SOURCE DOCUMENT:
^^^^^^^^
Is it logical to think a system run by the government is going to be more efficient and cost less?
Ah yes, the reason we'll soon have no more antibiotics.
See, there are two problems here: one is that it costs over US $1,000,000,000 to market a new drug, due to those pesky government requirements to demonstrate that drugs are safe before marketing them. This came about, in part, because of the tens of thousands of birth defects caused by thalidomide, but who cares about that? I mean, having a drug that alleviates morning sickness should be worth having a few percent chance that your baby is horribly deformed, right? Why complain if someone wants to market snake oil or something that's poisonous, if it profits them? The government shouldn't be in the business of protecting its citizens' health.
Anyway, antibiotics have been known to have a short efficacy period since the 1950's. Bacteria evolve resistance so fast that you need a steady stream of new antibiotics in the pipeline to keep up with them.
Unfortunately, unlike, say, Viagra, cholesterol meds, or antidepressants which work about as well as placebos, there's not much of a profit in selling antibiotics. Sure, farmers give them to cattle to plump them up, but that's not enough to justify blowing $1 billion on developing a new one.
Hence, it's not profitable to make more antibiotics, and soon we won't have any. That will be sad, of course, because it will have follow-on impacts, like, oh, no transplant surgeries, and, in fact, the risk of death due to hospital infection will rocket back to 1920's levels. As with your grandparents or great grandparents, a scratch in 20 years will have a real chance of killing you, if you get a multidrug resistant infection. Your death will be slow and painful, but at least, no one will lose a profit by curing you with a few pills, and the government won't be able to interfere.
This is the logic of profit without government control. Incidentally, finding new drugs is getting so unprofitable that non-profits such as the Gates Foundation (and the US government) are paying for a lot of drug development. Obviously, this is stupid socialism and a frivolous waste of hard-earned capitalist gains, but whatever. Gates, at least, can choose how he wants to waste his fortune.
Or, just possibly, there's something wrong with the logic of getting the government out of the way? I think HL Mencken put it reasonably well, back in the 1920's: "For every complex problem, there is an answer that is clear, simple, and wrong."
^^^^^^^^
ENTRIES PROVIDED:
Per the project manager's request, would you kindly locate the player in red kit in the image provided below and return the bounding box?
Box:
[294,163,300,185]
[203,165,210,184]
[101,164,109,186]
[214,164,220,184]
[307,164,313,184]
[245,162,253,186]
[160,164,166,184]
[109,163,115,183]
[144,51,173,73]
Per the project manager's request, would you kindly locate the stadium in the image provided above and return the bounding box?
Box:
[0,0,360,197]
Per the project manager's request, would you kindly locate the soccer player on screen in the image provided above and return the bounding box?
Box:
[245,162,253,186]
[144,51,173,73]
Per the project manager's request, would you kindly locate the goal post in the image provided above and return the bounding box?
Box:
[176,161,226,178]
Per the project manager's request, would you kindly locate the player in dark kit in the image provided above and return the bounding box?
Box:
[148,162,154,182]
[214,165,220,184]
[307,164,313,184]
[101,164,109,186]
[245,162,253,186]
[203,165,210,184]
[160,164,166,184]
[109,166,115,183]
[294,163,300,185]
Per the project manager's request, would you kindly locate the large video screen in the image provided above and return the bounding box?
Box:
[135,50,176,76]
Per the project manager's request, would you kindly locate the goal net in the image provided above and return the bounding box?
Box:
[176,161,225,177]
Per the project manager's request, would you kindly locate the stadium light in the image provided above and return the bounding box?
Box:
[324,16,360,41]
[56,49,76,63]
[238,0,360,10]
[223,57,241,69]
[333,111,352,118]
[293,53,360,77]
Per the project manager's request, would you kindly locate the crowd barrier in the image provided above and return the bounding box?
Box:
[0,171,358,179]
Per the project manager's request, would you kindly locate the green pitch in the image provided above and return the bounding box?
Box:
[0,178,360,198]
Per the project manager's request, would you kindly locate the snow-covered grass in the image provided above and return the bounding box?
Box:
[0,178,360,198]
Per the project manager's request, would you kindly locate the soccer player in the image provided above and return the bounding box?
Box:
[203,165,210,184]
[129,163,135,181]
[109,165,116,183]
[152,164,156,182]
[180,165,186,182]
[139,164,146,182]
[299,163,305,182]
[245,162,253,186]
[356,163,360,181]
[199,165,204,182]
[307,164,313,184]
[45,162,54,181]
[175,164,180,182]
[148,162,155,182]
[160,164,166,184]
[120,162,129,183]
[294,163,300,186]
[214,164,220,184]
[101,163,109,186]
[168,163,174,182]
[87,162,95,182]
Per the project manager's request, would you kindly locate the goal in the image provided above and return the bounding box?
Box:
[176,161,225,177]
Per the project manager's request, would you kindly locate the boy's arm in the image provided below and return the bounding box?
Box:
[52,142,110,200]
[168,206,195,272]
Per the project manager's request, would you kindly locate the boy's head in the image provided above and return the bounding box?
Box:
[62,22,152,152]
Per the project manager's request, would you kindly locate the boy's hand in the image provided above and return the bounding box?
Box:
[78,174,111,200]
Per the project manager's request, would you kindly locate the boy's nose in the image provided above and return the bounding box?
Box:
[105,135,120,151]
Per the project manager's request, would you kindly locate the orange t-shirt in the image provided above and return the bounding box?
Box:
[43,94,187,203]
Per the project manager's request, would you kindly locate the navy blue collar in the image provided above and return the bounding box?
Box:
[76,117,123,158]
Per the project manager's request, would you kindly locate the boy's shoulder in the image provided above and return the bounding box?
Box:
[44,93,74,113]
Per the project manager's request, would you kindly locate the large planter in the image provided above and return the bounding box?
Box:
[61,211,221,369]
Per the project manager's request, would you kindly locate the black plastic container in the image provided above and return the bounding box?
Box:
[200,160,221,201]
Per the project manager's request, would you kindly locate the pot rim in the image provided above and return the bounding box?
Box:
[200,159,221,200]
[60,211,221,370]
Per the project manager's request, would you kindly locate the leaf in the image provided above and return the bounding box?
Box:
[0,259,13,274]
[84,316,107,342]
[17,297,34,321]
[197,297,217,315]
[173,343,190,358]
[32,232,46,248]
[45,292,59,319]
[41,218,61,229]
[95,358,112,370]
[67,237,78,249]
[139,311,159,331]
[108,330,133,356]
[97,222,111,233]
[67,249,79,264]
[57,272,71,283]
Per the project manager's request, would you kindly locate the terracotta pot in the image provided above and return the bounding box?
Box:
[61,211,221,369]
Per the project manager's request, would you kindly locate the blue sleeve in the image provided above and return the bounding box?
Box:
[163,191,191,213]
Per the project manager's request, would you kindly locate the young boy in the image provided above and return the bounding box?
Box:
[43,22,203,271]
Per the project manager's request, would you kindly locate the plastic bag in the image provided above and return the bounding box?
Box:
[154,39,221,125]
^^^^^^^^
EXERCISE INSTRUCTIONS:
[1] For each statement, say whether the antibiotics post agrees with it, answering yes or no and quoting the words of the post that decide it: (a) The post says it costs over US $1,000,000,000 to market a new drug. (b) The post says the short efficacy period of antibiotics has been known since the 1970s. (c) The post attributes its closing remark about complex problems to HL Mencken.
[2] Duplicate the antibiotics post from "See, there are" to "up with them.".
[3] List every medication the antibiotics post names as an example of a drug that, unlike antibiotics, is profitable to sell.
Nothing in the listing is needed here.

TASK-BY-TASK SOLUTIONS:
[1]
(a) Yes: "it costs over US $1,000,000,000 to market a new drug"
(b) No: "antibiotics have been known to have a short efficacy period since the 1950's"
(c) Yes: "I think HL Mencken put it reasonably well, back in the 1920's"

[2]
See, there are two problems here: one is that it costs over US $1,000,000,000 to market a new drug, due to those pesky government requirements to demonstrate that drugs are safe before marketing them. This came about, in part, because of the tens of thousands of birth defects caused by thalidomide, but who cares about that? I mean, having a drug that alleviates morning sickness should be worth having a few percent chance that your baby is horribly deformed, right? Why complain if someone wants to market snake oil or something that's poisonous, if it profits them? The government shouldn't be in the business of protecting its citizens' health.
Anyway, antibiotics have been known to have a short efficacy period since the 1950's. Bacteria evolve resistance so fast that you need a steady stream of new antibiotics in the pipeline to keep up with them.

[3]
Viagra
cholesterol meds
antidepressants